◆ Description of the task
Extract all of the entries below word for word, omitting the pictures.

◆ Source records
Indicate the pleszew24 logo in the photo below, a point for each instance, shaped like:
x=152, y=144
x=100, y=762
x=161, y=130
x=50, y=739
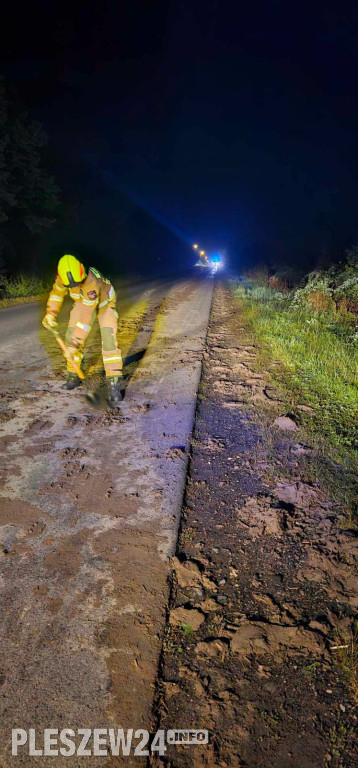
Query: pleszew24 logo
x=101, y=742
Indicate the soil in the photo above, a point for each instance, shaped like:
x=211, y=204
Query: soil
x=264, y=585
x=91, y=502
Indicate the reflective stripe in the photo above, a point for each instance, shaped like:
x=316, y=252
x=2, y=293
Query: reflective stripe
x=83, y=326
x=89, y=302
x=109, y=359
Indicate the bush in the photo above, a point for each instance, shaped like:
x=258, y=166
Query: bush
x=22, y=286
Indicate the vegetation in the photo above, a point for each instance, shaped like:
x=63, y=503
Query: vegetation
x=22, y=286
x=312, y=333
x=28, y=195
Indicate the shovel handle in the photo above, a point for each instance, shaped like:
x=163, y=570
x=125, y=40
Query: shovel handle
x=66, y=353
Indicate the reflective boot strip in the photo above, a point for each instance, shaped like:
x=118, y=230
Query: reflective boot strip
x=83, y=326
x=110, y=359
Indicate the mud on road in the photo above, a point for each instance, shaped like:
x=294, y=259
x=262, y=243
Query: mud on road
x=265, y=582
x=90, y=506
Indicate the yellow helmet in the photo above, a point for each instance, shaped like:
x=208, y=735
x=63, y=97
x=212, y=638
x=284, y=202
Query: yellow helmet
x=70, y=270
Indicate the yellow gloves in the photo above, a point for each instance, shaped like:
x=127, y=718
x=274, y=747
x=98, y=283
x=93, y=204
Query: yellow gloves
x=49, y=322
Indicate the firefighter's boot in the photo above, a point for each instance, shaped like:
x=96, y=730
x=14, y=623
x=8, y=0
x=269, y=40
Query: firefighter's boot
x=72, y=382
x=115, y=395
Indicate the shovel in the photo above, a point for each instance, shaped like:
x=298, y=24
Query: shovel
x=66, y=353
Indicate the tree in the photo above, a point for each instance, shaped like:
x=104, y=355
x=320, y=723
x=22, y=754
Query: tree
x=28, y=194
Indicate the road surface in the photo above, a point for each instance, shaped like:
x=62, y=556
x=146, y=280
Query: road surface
x=90, y=508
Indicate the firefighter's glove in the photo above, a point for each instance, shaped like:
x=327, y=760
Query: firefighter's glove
x=49, y=322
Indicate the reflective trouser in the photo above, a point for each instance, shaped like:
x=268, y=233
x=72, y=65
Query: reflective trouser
x=79, y=326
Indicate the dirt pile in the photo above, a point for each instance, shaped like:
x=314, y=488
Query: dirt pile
x=265, y=583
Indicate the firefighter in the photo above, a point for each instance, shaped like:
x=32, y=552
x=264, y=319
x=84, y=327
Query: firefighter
x=93, y=295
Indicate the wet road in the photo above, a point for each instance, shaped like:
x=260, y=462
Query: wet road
x=89, y=516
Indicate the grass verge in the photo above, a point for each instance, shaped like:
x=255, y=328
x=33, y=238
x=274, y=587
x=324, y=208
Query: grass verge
x=318, y=361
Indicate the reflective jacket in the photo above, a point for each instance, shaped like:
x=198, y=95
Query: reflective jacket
x=96, y=291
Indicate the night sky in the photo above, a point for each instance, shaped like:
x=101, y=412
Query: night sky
x=175, y=122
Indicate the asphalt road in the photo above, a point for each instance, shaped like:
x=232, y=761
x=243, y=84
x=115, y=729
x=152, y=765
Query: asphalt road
x=89, y=514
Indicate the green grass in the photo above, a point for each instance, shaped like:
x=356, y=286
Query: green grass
x=22, y=286
x=318, y=359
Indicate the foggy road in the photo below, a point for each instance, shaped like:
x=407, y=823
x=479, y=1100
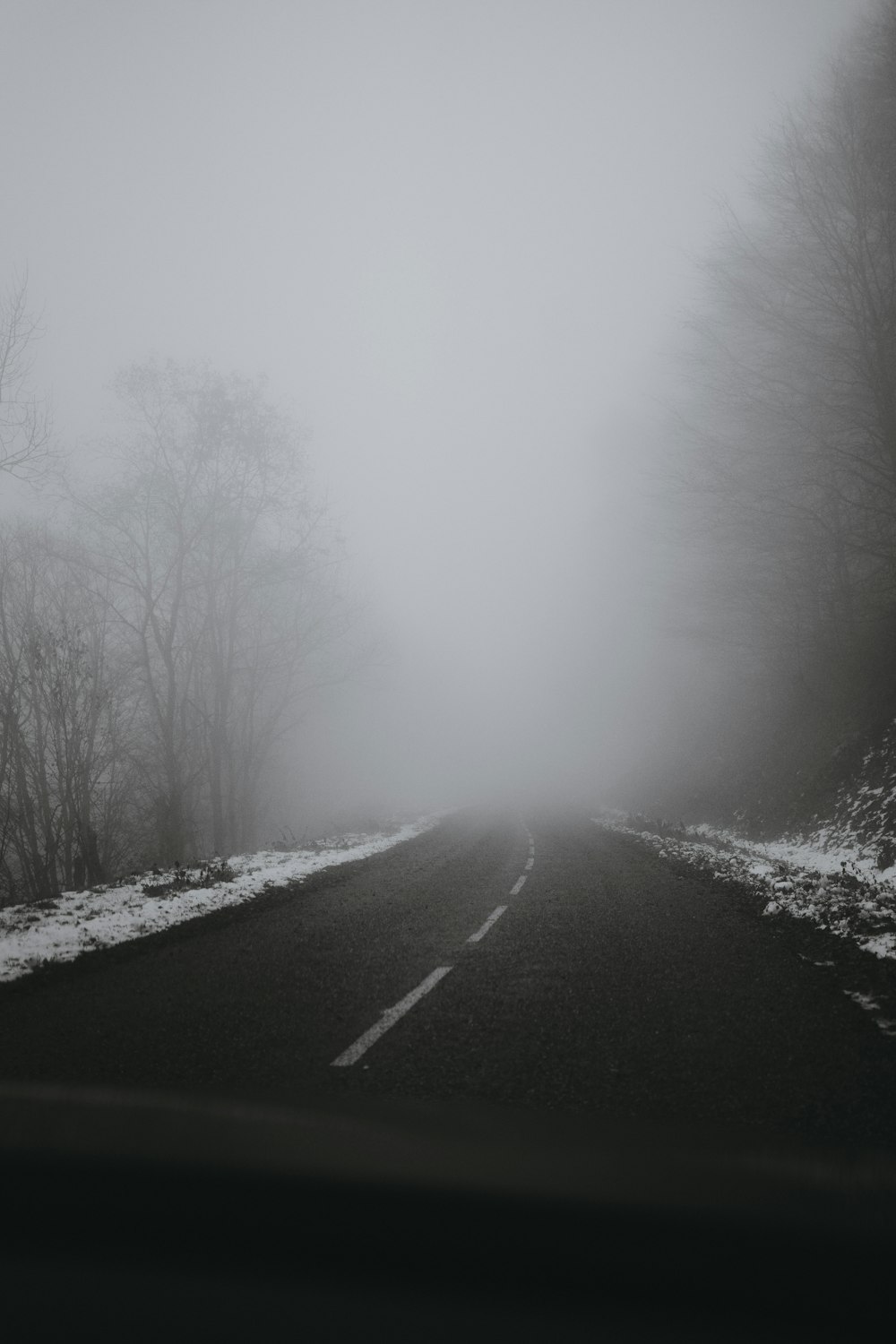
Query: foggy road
x=538, y=964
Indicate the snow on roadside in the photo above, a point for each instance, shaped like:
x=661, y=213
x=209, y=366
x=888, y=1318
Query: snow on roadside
x=837, y=889
x=81, y=921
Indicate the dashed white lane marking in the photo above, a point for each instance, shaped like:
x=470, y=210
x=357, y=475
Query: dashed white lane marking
x=479, y=933
x=389, y=1019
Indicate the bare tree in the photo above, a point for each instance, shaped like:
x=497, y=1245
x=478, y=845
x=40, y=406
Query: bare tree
x=24, y=417
x=228, y=581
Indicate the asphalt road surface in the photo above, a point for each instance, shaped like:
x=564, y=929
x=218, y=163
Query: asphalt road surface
x=603, y=984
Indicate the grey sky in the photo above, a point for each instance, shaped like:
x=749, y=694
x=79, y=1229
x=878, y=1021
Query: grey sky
x=455, y=237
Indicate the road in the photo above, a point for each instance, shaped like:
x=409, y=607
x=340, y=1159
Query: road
x=602, y=986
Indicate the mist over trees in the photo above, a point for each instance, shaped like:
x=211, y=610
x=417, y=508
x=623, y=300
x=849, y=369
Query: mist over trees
x=159, y=644
x=788, y=483
x=24, y=416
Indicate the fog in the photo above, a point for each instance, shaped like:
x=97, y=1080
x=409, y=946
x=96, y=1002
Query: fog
x=458, y=239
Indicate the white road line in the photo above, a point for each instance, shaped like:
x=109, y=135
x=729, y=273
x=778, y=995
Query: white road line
x=479, y=933
x=389, y=1019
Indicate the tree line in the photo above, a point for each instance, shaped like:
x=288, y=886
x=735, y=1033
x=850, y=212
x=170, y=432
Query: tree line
x=785, y=478
x=159, y=642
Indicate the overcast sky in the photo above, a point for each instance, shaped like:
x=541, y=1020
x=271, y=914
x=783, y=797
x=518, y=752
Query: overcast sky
x=457, y=237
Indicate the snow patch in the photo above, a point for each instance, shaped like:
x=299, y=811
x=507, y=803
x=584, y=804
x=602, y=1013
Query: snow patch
x=81, y=921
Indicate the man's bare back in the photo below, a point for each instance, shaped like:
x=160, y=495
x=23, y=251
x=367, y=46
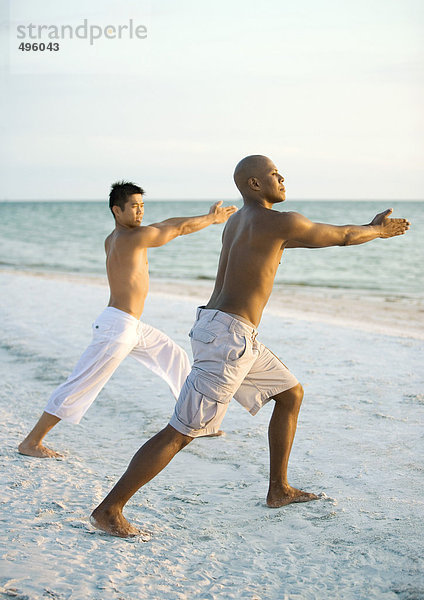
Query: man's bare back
x=253, y=243
x=128, y=275
x=127, y=271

◆ The answer
Indicate the pleszew24 logo in the photo below, a point for each instance, shaped like:
x=152, y=144
x=100, y=762
x=161, y=130
x=50, y=739
Query: pleszew24 logo
x=101, y=742
Indicate the soil in the photo above, a point for each instance, shaped like:
x=211, y=204
Query: soil
x=264, y=585
x=91, y=502
Indicate the reflective stripe in the photo above, a point for each instance, shaped like:
x=316, y=252
x=2, y=293
Query: reflective stripe
x=83, y=326
x=89, y=302
x=109, y=359
Indicate the bush in the photo above, a point for each instance, shaped like:
x=258, y=166
Query: bush
x=22, y=286
Indicate the vegetation in the photo above, a point for each instance, shaped like:
x=63, y=503
Query: vegetation
x=22, y=286
x=312, y=333
x=28, y=195
Indicate the shovel handle in the photo above, a point for each instance, shaped like:
x=163, y=570
x=125, y=40
Query: shovel handle
x=66, y=353
Indicate the reflective boot strip in the photo above, a point for each instance, shaped like:
x=118, y=230
Query: reflective boot strip
x=83, y=326
x=110, y=359
Indicate the mud on road in the photo above, a point for each instance, shaped like:
x=294, y=259
x=262, y=243
Query: mud on road
x=265, y=582
x=90, y=506
Indicate the yellow helmet in the photo above, a point for each instance, shaped like:
x=208, y=735
x=63, y=97
x=212, y=638
x=284, y=202
Query: yellow helmet
x=70, y=270
Indicate the yellow gloves in the photo above, a point for each instance, shaped like:
x=127, y=718
x=274, y=747
x=98, y=283
x=93, y=204
Query: yellow gloves
x=49, y=322
Indicate the firefighter's boot in the photo above, a point for each instance, shaped like:
x=96, y=730
x=14, y=623
x=8, y=0
x=269, y=40
Query: firefighter's boot
x=72, y=382
x=115, y=395
Indicate the shovel in the photo above, a point for each instance, shaped like:
x=298, y=24
Query: shovel
x=66, y=353
Indicate the tree in the photo above, a point for each instance, shaped like:
x=104, y=355
x=320, y=723
x=22, y=754
Query: tree
x=28, y=194
Indicate the road surface in the photo above, a point for each instance, shaped like:
x=62, y=556
x=146, y=280
Query: road surface
x=90, y=508
Indicate the firefighter's glove in the photo above, a point for each instance, shaped like:
x=327, y=760
Query: firefighter's glove
x=49, y=322
Indicate the reflective trouser in the photo above, a point for each instance, shaped like:
x=268, y=233
x=72, y=65
Query: reflective trouser
x=79, y=326
Indicate the dirt pile in the photo above, a point for each instance, shaped like:
x=314, y=488
Query: dirt pile
x=265, y=583
Indicate the firefighter in the photo above, a point for each instance, shaped like:
x=32, y=552
x=264, y=319
x=84, y=327
Query: firefighter
x=93, y=295
Indicate the wet road in the photo above, a point for each instance, shaped like:
x=260, y=462
Query: wet road
x=89, y=516
Indicate the grass verge in the photo above, a point for each instance, shaped like:
x=255, y=328
x=33, y=238
x=274, y=587
x=324, y=208
Query: grass verge
x=318, y=361
Indicate the reflective jacket in the photo above, a point for each instance, shaped like:
x=198, y=95
Query: reflective jacket
x=96, y=291
Indicate the night sky in the photo above, a point for each instance, shaped like:
x=101, y=412
Query: night sky
x=175, y=122
Indicate the asphalt road in the photo above, a point for each instance, shaped like:
x=232, y=761
x=243, y=84
x=115, y=729
x=152, y=765
Query: asphalt road
x=89, y=514
Indicate the green grass in the photo above, a point for each instance, shaped like:
x=356, y=286
Query: green grass
x=22, y=286
x=318, y=359
Indicate the foggy road in the photo below, a point for each instance, shaped like:
x=407, y=823
x=479, y=1100
Query: foggy road
x=538, y=964
Indicate the snow on roadside in the photo above, a point for each instance, shaped like:
x=661, y=213
x=209, y=366
x=888, y=1318
Query: snow on roadside
x=837, y=889
x=81, y=921
Indicate the dashed white lane marking in the photo above, a point for each instance, shaped like:
x=470, y=210
x=357, y=475
Query: dashed white lane marking
x=479, y=933
x=389, y=1019
Indicate the bare tree in the photo above, a point for each instance, shaped like:
x=497, y=1245
x=478, y=845
x=40, y=406
Query: bare tree
x=24, y=417
x=228, y=581
Indicate the asphalt road surface in the photo above, a point for each instance, shaped like:
x=564, y=929
x=218, y=163
Query: asphalt road surface
x=603, y=984
Indicate the grey sky in the photo above, a point for each instance, shaped like:
x=749, y=694
x=79, y=1229
x=878, y=1021
Query: grey sky
x=455, y=237
Indicate the road in the photo above, a point for each instance, shaped like:
x=409, y=607
x=340, y=1159
Query: road
x=602, y=986
Indicate the mist over trees in the photo above, a point for each instance, shaped like:
x=211, y=610
x=417, y=508
x=623, y=300
x=849, y=369
Query: mist over trees
x=159, y=644
x=788, y=483
x=24, y=416
Indicate the fog in the photo above, a point for each instance, shaped like:
x=97, y=1080
x=409, y=946
x=96, y=1002
Query: fog
x=458, y=239
Indicate the white road line in the photo above, a point for each instance, shaped like:
x=109, y=135
x=729, y=273
x=778, y=995
Query: white road line
x=479, y=933
x=389, y=1019
Indicate the tree line in the photo above, a point for each instance, shaped like:
x=288, y=886
x=735, y=1033
x=850, y=212
x=170, y=432
Query: tree line
x=785, y=478
x=159, y=642
Indicate the overcast sky in the photo above, a point for each instance, shaped like:
x=541, y=1020
x=271, y=914
x=783, y=797
x=518, y=752
Query: overcast sky
x=457, y=237
Indicate the snow patch in the photo above, a point for each instance, shaped like:
x=299, y=811
x=507, y=803
x=584, y=804
x=602, y=1013
Query: snow patch
x=81, y=921
Indicate the man's bare back in the photo below, a point for each instance, shaped like:
x=160, y=495
x=23, y=251
x=367, y=46
Query: man's bare back
x=253, y=243
x=128, y=275
x=127, y=271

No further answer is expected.